### Assignment
Please take the lines from the one holding "wooden desk -> mask for every instance" through the one holding "barcode stripe -> mask for every instance" in the data below and copy them exactly.

### Information provided
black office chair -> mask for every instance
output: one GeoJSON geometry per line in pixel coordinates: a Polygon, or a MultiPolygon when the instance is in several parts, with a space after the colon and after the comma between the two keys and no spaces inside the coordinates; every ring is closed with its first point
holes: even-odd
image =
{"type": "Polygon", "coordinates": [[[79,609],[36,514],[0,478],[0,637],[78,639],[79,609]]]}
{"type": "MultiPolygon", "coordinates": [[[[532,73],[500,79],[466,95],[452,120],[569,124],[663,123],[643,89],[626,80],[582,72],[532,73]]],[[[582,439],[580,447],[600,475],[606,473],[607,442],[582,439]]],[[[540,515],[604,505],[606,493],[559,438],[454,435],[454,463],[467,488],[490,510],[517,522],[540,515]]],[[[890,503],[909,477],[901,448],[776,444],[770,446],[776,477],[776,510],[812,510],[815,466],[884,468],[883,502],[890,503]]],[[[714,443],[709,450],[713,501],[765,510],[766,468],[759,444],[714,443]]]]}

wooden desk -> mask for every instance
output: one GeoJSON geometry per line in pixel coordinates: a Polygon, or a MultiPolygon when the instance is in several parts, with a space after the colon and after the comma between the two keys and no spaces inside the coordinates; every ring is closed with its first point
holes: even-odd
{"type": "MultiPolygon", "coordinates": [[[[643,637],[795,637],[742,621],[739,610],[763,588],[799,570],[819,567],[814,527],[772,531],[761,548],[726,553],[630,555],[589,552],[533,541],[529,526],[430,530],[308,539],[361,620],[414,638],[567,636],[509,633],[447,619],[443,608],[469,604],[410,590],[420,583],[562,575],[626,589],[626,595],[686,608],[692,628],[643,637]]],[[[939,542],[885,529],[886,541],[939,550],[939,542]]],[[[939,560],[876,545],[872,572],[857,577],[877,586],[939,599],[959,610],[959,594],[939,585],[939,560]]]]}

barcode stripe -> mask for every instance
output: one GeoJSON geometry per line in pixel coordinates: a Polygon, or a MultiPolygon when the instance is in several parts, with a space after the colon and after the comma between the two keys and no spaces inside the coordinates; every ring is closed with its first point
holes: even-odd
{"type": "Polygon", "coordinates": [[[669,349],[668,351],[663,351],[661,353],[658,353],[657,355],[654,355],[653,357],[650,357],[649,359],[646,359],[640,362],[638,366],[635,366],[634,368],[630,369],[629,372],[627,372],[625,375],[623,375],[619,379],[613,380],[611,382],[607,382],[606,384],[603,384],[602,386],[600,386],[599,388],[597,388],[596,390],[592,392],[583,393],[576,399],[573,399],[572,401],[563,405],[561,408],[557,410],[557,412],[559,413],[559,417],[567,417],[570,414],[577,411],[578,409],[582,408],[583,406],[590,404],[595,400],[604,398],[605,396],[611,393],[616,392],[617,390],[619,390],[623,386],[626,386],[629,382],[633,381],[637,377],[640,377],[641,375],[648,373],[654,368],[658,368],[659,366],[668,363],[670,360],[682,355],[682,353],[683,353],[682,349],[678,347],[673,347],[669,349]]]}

### Exercise response
wooden desk -> mask for every instance
output: one GeoJSON geometry per line in pixel coordinates: a Polygon, or a MultiPolygon when the instance is in several parts, with a space after the colon and after the comma between the two keys and no spaces inside the coordinates; every ring is closed with its first point
holes: even-odd
{"type": "MultiPolygon", "coordinates": [[[[643,637],[795,637],[742,621],[739,610],[763,588],[799,570],[819,567],[814,527],[772,531],[761,548],[726,553],[630,555],[589,552],[533,541],[529,526],[430,530],[308,539],[361,620],[414,638],[567,636],[509,633],[447,619],[443,608],[469,604],[410,590],[420,583],[562,575],[626,589],[626,595],[686,608],[692,628],[643,637]]],[[[939,542],[885,529],[886,541],[939,550],[939,542]]],[[[939,560],[876,545],[872,572],[857,577],[877,586],[939,599],[959,610],[959,594],[939,585],[939,560]]]]}

barcode stripe -> mask for every instance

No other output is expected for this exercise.